→ Given data:
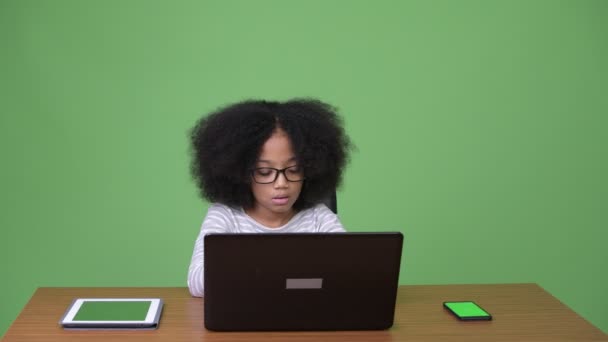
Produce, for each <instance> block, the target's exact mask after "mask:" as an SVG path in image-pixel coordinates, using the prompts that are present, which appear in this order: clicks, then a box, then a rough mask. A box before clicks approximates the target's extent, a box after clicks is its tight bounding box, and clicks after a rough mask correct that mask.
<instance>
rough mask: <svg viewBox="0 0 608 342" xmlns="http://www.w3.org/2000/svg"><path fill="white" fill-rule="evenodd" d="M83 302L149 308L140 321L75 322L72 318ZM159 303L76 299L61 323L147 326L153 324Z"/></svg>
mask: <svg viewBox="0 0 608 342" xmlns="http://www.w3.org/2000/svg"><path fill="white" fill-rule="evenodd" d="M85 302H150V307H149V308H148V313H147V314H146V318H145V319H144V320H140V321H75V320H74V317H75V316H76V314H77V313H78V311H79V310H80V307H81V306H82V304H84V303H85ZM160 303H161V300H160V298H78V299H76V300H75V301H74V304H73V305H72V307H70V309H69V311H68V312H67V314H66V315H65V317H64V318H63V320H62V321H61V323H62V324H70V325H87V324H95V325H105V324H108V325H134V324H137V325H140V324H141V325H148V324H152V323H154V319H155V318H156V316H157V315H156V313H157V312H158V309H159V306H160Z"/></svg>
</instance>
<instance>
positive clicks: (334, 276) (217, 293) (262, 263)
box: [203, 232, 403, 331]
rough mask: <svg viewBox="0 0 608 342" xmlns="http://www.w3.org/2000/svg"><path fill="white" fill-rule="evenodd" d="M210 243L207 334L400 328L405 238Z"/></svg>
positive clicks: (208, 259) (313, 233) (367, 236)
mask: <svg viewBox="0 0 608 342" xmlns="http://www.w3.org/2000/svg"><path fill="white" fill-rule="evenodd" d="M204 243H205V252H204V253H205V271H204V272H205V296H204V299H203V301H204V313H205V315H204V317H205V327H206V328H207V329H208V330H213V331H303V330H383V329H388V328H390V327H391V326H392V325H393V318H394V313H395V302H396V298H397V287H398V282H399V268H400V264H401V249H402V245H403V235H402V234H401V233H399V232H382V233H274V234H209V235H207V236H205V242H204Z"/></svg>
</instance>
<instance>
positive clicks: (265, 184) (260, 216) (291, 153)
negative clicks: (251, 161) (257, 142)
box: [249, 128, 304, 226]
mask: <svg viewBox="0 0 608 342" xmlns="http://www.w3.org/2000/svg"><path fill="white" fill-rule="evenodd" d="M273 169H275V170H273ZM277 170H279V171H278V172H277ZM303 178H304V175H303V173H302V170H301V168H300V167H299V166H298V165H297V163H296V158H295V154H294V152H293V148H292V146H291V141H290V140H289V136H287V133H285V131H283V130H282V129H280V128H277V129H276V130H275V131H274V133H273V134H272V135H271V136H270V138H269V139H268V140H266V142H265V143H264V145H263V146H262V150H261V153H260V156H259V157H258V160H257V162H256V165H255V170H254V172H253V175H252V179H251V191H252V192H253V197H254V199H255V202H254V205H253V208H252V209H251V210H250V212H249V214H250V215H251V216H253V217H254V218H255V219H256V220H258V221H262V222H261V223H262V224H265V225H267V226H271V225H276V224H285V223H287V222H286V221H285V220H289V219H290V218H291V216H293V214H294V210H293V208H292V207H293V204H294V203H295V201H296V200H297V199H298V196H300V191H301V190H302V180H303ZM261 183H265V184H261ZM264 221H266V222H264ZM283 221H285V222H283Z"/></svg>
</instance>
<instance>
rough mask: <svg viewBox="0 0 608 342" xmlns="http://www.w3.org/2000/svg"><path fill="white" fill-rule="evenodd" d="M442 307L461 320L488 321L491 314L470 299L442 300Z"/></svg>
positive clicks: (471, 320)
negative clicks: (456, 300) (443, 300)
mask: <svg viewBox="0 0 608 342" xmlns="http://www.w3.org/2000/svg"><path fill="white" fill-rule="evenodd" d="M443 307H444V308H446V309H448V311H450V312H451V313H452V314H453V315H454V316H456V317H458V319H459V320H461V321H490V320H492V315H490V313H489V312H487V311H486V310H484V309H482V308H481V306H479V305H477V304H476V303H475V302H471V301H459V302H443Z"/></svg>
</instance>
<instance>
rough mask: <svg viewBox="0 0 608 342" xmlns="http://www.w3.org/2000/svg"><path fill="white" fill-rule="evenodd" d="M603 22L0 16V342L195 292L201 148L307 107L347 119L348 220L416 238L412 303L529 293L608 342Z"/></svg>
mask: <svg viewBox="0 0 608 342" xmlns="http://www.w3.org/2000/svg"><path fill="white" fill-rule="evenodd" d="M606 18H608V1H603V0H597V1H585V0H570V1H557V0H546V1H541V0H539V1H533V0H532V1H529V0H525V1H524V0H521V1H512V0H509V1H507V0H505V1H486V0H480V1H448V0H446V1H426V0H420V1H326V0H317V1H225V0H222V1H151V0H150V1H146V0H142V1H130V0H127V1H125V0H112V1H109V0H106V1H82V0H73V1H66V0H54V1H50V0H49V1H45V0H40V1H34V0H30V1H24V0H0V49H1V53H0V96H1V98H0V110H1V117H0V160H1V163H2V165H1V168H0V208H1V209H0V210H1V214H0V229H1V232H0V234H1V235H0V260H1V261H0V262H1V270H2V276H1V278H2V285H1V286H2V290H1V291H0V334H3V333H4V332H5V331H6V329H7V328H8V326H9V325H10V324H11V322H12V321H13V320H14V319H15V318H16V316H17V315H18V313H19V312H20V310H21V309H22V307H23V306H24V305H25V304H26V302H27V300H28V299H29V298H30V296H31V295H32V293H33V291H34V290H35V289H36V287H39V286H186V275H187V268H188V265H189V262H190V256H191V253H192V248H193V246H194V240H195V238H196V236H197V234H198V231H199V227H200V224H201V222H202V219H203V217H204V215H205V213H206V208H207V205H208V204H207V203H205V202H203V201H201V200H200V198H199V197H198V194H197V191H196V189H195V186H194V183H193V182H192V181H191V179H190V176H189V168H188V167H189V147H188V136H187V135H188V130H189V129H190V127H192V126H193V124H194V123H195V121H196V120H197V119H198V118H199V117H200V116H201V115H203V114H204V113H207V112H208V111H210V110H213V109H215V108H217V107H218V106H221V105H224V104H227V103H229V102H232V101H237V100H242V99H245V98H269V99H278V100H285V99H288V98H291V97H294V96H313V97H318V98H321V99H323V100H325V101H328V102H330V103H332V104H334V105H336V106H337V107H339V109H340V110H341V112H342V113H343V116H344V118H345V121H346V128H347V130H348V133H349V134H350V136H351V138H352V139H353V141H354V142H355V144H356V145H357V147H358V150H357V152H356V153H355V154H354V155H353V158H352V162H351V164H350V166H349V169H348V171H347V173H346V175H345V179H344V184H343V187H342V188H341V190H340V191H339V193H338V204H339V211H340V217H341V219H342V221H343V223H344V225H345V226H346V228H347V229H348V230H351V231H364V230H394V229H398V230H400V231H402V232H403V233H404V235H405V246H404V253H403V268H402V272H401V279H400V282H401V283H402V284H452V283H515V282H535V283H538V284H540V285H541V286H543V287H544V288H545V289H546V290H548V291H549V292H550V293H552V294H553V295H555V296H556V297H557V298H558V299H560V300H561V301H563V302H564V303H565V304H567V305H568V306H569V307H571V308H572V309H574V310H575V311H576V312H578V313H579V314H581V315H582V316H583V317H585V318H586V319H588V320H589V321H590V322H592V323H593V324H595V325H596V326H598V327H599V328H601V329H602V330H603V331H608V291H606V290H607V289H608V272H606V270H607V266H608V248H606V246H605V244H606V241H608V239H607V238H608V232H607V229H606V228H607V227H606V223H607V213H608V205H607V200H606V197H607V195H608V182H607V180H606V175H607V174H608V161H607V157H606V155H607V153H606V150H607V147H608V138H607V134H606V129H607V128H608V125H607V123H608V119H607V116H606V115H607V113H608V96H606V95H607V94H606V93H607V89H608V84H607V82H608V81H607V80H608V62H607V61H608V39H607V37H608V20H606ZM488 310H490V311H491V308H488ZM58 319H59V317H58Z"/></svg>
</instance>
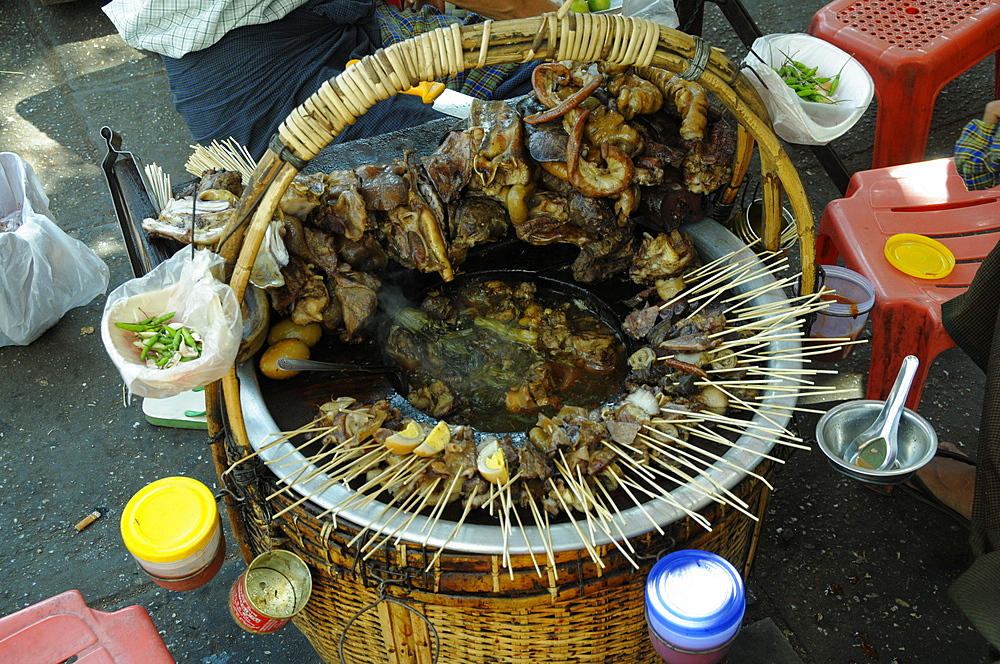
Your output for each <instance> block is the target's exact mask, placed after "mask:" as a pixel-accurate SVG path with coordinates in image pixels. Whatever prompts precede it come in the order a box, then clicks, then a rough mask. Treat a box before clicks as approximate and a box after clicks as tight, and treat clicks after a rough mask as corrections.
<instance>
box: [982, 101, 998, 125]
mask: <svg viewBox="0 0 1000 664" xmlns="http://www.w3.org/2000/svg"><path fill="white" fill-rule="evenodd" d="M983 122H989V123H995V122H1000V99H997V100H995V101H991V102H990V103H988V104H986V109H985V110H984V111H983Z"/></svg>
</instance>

→ What is being asked: Quote the lines from the start of the records through the line holding "box: [203, 232, 403, 331]", inclusive, and leave the pictures out.

→ Output below:
Produce, for each <instance> block, the target's exact mask after "mask:" as an SVG path in image-pixel coordinates, using the prompts that are present, which appear in this order: clicks, then a box, then a rough mask. A box before clicks approximates the target's extent, a box after clicks is its tight bounding box, and clicks after a rough mask correct that mask.
<instance>
rough mask: <svg viewBox="0 0 608 342" xmlns="http://www.w3.org/2000/svg"><path fill="white" fill-rule="evenodd" d="M83 302L149 308L140 321L75 322L72 318ZM159 303L76 299L61 323L147 326L153 324Z"/></svg>
mask: <svg viewBox="0 0 608 342" xmlns="http://www.w3.org/2000/svg"><path fill="white" fill-rule="evenodd" d="M85 302H150V307H149V308H148V313H147V314H146V318H145V319H144V320H140V321H75V320H74V317H75V316H76V314H77V313H78V311H79V310H80V307H81V306H82V304H84V303H85ZM160 303H161V300H160V298H78V299H76V300H75V301H74V304H73V305H72V307H70V309H69V311H68V312H67V314H66V315H65V317H64V318H63V320H62V321H61V323H62V324H70V325H87V324H95V325H105V324H108V325H134V324H137V325H140V324H141V325H148V324H152V323H154V319H155V318H156V316H157V315H156V313H157V312H158V309H159V306H160Z"/></svg>
</instance>
<instance>
positive clicks: (334, 276) (217, 293) (262, 263)
box: [203, 232, 403, 331]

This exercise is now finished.